To build a successful product, you need three things: desirability (something people want), viability (a business that can be built around it), and feasibility (the ability to create it).
These map perfectly to design, business, and technology. And at its core, design is all about figuring out how to make something people truly want. Why aren't more designers becoming founders?
Historically, design was closer to art—asking questions rather than solving problems. During industrialization, designers didn't control production. But today, that's changing dramatically.
Through software and code, designers can now build the actual products they envision. The most powerful advantage you can have is understanding the medium you're working in.
If you're building software made of code and pixels, being close to how the actual thing gets built gives you tremendous leverage. Especially now in the AI age where we're designing less about static elements and more about dynamic actions—autocomplete, summarize, send an agent to do something.
Static prototypes often break down. They don't give you the feedback that comes from interacting with real data. Whatever gives you the ability to play with the real thing gives designers the edge.
For technical people wanting to level up their design skills, start by learning through doing. You'll produce bad designs at first, but you'll begin to understand why certain designs work and others don't. You'll start seeing constraints and possibilities others miss.
Second, surround yourself with beauty and well-designed objects. Develop your taste by refusing to tolerate poorly designed products. This isn't about being snobby—it's about training your eye to recognize what works.
Third, read design classics like "Grid Systems," "Elements of Typographic Style," and "The Design of Everyday Things." Once you learn about kerning, ligatures, and micro-typography, you'll see the world in a completely different way.
Everything around us is designed—the question is whether it was intentional. The companies recognizing the value of thoughtful design right now, when everything is shifting, have a tremendous advantage.
Remember: design isn't just how something looks. It's how it works. It's how it's built. You can feel it end to end. The best products reflect this holistic approach, and it's why they resonate with millions of users.
The designers who can build what they envision hold extraordinary power. There's never been a better time to develop this mindset and skillset.

------------------------

EXERCISE DIRECTIONS
Retype the part of the passage on designers becoming founders starting at "Through software and" and ending at "designers the edge.", keeping every word and punctuation mark unchanged.

RAW RECORDS
------------------------

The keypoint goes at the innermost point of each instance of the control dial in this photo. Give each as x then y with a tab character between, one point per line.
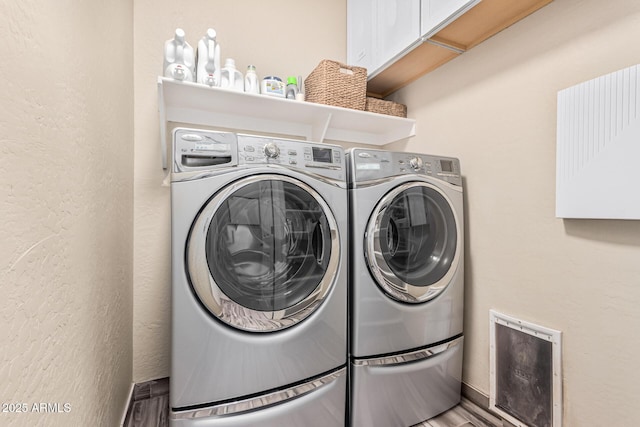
271	150
415	163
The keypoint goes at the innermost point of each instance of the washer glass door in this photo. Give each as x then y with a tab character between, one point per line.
412	243
263	253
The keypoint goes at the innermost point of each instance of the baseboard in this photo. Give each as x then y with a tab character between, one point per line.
481	400
127	409
142	391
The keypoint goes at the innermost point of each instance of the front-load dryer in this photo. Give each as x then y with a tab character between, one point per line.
407	285
259	281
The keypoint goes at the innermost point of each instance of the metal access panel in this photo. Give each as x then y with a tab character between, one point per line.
526	386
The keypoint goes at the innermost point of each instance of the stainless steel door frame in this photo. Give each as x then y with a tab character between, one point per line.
383	273
225	308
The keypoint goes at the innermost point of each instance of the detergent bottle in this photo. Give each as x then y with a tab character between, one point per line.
230	77
208	68
179	58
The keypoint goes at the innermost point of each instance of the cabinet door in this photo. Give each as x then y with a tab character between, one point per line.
361	29
398	23
437	14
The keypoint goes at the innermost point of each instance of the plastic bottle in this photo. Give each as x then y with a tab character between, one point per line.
208	68
230	78
292	88
251	80
179	58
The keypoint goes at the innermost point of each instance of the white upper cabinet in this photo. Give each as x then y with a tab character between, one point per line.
360	33
382	31
398	28
436	14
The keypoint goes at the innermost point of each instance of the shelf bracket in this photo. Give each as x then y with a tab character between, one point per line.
319	128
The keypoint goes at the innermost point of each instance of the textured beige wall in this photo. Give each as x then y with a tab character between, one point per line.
66	147
494	107
279	37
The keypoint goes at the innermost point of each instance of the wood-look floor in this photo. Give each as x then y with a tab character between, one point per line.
150	408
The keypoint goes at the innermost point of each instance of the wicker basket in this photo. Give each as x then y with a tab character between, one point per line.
382	106
333	83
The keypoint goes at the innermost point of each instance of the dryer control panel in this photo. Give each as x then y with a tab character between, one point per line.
367	165
322	159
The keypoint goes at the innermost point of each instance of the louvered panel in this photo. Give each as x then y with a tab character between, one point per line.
598	148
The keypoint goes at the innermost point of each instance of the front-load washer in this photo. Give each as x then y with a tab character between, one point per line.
407	285
259	281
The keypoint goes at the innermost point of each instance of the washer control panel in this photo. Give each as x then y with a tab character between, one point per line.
322	159
369	165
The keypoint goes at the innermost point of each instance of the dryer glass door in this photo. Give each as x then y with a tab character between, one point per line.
270	248
412	242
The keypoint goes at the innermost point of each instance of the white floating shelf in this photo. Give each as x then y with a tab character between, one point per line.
192	103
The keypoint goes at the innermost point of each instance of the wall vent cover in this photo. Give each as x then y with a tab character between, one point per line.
598	147
526	377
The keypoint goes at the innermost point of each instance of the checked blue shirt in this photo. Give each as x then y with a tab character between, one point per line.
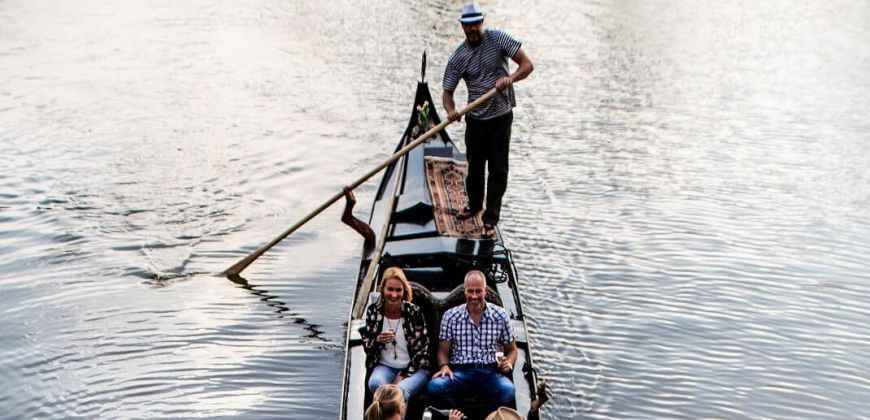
475	343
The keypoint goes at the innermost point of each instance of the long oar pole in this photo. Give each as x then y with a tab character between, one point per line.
238	267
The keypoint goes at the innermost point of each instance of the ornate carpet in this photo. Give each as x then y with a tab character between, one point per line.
446	180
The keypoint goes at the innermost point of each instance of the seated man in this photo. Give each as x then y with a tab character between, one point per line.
470	335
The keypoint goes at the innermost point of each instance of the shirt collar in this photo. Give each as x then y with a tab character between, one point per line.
487	312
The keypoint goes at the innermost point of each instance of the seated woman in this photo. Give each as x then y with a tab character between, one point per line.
388	404
396	341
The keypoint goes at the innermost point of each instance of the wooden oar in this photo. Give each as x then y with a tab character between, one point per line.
238	267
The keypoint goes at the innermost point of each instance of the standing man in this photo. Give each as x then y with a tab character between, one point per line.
470	335
481	60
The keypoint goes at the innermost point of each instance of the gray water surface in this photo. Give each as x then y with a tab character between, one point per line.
688	201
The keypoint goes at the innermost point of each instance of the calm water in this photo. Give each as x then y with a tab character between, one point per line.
688	202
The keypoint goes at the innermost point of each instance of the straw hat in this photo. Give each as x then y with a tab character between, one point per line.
504	413
471	14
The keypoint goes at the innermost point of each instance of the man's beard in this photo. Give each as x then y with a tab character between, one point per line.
474	40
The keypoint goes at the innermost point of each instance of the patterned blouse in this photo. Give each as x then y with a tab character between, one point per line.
415	332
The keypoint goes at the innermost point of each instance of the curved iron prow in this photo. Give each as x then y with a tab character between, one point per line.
423	70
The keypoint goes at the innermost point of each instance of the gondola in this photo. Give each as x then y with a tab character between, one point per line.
410	234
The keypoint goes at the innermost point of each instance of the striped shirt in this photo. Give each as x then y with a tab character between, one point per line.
471	343
481	67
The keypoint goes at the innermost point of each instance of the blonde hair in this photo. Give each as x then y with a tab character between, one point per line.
386	403
398	274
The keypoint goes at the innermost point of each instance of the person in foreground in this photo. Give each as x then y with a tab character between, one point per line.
388	404
470	336
481	61
395	338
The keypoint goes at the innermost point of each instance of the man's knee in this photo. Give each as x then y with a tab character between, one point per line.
376	381
505	391
438	386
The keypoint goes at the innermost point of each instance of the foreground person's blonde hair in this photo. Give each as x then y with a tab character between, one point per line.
386	403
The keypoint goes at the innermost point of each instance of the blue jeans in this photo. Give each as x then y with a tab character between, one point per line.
499	390
410	386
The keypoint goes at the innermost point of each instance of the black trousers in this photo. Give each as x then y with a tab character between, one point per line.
487	144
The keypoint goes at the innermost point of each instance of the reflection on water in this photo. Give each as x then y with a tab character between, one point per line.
687	203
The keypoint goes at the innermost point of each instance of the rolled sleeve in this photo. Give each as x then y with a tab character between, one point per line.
451	77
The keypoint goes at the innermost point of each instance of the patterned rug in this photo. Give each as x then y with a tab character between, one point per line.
446	179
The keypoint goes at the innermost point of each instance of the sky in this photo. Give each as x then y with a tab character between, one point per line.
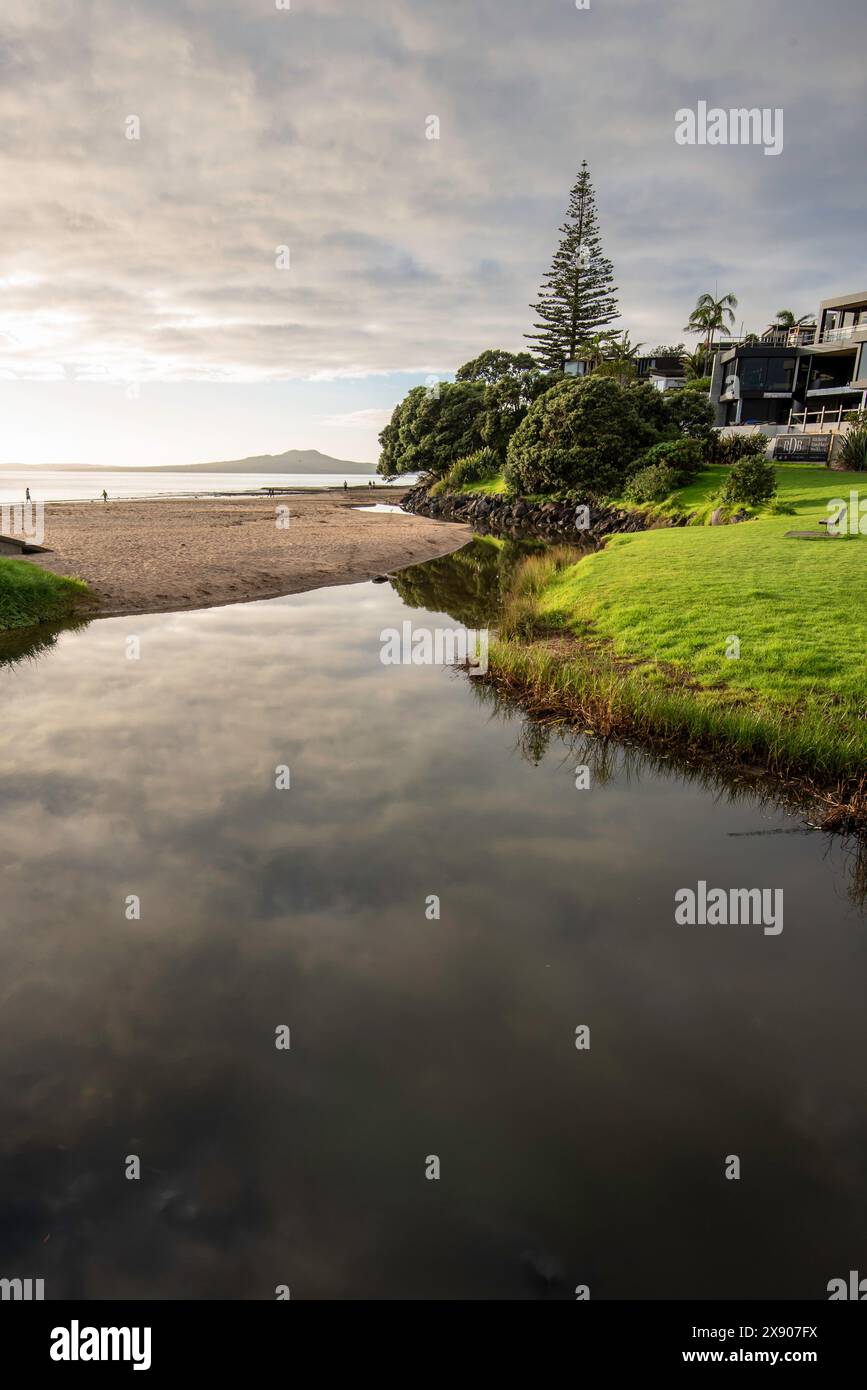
281	250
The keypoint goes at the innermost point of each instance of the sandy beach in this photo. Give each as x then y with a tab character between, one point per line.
160	555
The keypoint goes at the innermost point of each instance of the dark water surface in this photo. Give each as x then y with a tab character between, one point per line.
410	1037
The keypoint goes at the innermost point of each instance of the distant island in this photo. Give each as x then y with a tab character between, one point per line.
295	460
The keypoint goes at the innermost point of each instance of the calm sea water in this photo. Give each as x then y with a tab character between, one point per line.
409	1037
84	485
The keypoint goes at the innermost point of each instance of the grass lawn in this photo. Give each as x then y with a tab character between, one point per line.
29	595
660	609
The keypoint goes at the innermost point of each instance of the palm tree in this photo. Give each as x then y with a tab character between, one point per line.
710	314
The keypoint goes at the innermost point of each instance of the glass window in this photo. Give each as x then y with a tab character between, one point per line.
781	374
752	373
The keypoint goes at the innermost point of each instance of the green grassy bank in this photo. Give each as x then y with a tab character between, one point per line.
635	638
29	595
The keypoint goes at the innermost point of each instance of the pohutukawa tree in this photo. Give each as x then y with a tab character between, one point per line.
577	293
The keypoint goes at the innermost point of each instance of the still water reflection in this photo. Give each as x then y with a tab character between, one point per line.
410	1037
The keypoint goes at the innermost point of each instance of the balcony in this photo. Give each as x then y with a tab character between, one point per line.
789	337
841	335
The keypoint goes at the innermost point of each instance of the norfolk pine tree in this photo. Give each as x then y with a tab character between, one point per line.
577	295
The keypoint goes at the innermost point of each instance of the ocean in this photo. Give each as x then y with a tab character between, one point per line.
86	484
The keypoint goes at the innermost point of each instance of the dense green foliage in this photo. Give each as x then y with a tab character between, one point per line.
29	595
853	449
655	610
474	467
581	435
684	458
691	412
653	483
432	427
731	448
750	481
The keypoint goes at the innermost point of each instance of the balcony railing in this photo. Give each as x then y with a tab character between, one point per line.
789	337
841	335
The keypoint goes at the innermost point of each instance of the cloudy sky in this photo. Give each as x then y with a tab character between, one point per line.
143	317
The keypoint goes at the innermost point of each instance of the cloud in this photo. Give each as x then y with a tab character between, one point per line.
154	259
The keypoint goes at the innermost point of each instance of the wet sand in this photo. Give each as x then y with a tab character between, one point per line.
160	555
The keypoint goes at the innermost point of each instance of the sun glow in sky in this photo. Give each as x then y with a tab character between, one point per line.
153	262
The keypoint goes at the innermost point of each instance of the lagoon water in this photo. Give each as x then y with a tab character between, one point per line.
409	1037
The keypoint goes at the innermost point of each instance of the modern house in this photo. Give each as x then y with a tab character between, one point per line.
662	371
798	377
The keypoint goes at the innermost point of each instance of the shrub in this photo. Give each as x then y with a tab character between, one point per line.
581	434
474	467
681	456
691	413
853	449
732	448
652	406
750	481
652	484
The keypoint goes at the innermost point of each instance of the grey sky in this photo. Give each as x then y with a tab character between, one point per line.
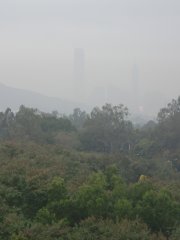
38	38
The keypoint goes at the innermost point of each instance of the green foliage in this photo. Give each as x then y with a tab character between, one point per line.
106	129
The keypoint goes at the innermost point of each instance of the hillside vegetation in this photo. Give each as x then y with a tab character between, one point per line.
89	176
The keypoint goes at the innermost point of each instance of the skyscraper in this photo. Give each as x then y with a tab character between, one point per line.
79	66
135	87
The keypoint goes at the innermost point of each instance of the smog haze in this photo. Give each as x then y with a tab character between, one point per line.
130	50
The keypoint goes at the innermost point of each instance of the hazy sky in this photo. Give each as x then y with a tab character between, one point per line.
38	38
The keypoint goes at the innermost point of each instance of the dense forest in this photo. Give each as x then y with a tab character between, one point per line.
89	175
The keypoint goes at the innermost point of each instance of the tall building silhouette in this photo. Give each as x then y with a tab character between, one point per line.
79	66
135	87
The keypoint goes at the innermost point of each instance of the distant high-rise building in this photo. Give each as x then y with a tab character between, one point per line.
79	66
135	87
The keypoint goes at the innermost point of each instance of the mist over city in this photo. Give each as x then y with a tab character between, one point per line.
92	52
89	119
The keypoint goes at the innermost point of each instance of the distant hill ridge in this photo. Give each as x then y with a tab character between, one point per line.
14	97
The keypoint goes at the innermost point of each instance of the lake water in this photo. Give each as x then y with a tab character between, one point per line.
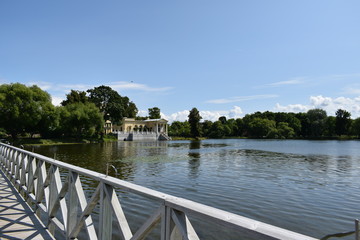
311	187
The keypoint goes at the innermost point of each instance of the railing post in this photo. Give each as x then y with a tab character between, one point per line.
357	229
105	228
73	205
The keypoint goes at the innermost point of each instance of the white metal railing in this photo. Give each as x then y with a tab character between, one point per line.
63	204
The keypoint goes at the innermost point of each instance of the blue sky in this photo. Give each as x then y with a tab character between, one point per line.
223	57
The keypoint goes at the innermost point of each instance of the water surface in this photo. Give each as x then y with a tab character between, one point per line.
311	187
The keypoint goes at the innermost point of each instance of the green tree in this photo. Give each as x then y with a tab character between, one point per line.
261	128
317	119
111	104
154	113
330	125
179	129
284	130
24	109
343	122
355	128
75	97
206	126
217	130
194	121
81	120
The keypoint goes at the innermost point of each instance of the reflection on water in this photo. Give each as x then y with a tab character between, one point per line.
311	187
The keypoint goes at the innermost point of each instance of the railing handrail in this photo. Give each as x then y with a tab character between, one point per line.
174	205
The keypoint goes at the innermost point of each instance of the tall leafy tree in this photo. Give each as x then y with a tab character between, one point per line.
111	104
261	127
75	97
317	120
343	122
154	113
81	120
356	127
24	109
194	121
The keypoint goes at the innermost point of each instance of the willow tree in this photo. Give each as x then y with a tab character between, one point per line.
25	109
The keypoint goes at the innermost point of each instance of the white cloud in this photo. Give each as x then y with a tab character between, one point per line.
235	112
292	108
330	105
241	98
289	82
136	86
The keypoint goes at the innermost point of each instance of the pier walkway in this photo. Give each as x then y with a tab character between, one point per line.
17	220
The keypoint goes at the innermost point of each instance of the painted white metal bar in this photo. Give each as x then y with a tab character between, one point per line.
357	229
115	205
183	224
149	225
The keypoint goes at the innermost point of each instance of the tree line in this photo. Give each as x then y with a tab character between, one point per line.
29	111
274	125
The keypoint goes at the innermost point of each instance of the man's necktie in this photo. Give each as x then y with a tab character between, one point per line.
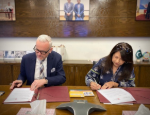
42	70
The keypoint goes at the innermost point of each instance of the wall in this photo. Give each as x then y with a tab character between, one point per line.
79	49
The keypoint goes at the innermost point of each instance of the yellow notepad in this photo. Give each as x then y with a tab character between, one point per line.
80	93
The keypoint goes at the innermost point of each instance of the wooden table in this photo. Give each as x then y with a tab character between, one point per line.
12	109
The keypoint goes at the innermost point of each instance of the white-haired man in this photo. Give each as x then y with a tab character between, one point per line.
42	68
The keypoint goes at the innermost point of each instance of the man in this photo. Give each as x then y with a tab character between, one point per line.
68	9
41	68
79	10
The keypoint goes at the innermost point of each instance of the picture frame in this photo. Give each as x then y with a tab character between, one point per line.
74	10
7	10
143	10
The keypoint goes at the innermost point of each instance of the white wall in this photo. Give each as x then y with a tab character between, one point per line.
79	48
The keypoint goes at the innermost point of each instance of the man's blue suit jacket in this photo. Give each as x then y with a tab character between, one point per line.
54	60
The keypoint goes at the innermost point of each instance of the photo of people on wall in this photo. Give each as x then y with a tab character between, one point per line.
143	10
7	10
74	10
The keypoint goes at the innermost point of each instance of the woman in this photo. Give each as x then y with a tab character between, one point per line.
114	70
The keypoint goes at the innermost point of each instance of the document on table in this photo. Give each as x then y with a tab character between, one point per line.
20	95
117	95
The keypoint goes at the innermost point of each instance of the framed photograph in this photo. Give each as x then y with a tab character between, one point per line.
19	54
74	10
7	10
143	10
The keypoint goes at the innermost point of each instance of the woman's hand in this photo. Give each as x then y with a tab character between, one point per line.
94	86
109	85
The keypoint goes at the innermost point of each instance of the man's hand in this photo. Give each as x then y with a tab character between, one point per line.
38	83
16	83
94	86
108	85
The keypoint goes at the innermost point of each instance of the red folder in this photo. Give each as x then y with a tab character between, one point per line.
53	94
141	95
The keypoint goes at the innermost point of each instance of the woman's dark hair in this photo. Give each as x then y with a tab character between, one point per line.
126	54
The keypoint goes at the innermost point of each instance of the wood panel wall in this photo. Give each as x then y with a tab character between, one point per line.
108	18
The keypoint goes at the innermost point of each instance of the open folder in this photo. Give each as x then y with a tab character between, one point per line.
141	95
51	94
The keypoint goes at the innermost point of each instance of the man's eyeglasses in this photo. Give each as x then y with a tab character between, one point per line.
42	52
120	46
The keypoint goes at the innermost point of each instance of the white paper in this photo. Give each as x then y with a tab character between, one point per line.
20	95
117	95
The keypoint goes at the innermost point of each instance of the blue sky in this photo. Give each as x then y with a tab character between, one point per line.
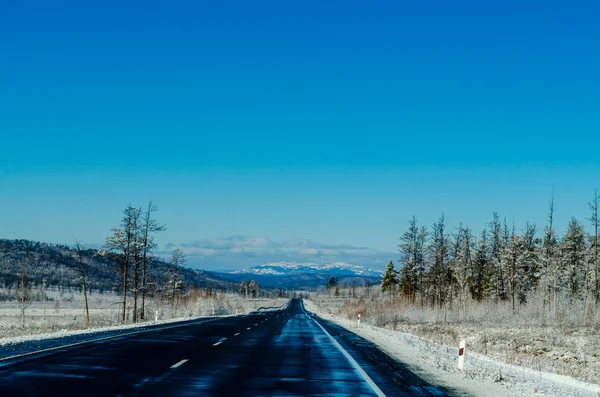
306	124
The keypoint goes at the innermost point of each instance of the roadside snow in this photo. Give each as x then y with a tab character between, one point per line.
91	331
482	376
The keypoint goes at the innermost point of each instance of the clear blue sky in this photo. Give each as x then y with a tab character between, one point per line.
328	121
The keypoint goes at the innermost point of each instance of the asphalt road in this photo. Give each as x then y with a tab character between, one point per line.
277	353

------------------------

WORKED ANSWER
Through software and code, designers can now build the actual products they envision. The most powerful advantage you can have is understanding the medium you're working in.
If you're building software made of code and pixels, being close to how the actual thing gets built gives you tremendous leverage. Especially now in the AI age where we're designing less about static elements and more about dynamic actions—autocomplete, summarize, send an agent to do something.
Static prototypes often break down. They don't give you the feedback that comes from interacting with real data. Whatever gives you the ability to play with the real thing gives designers the edge.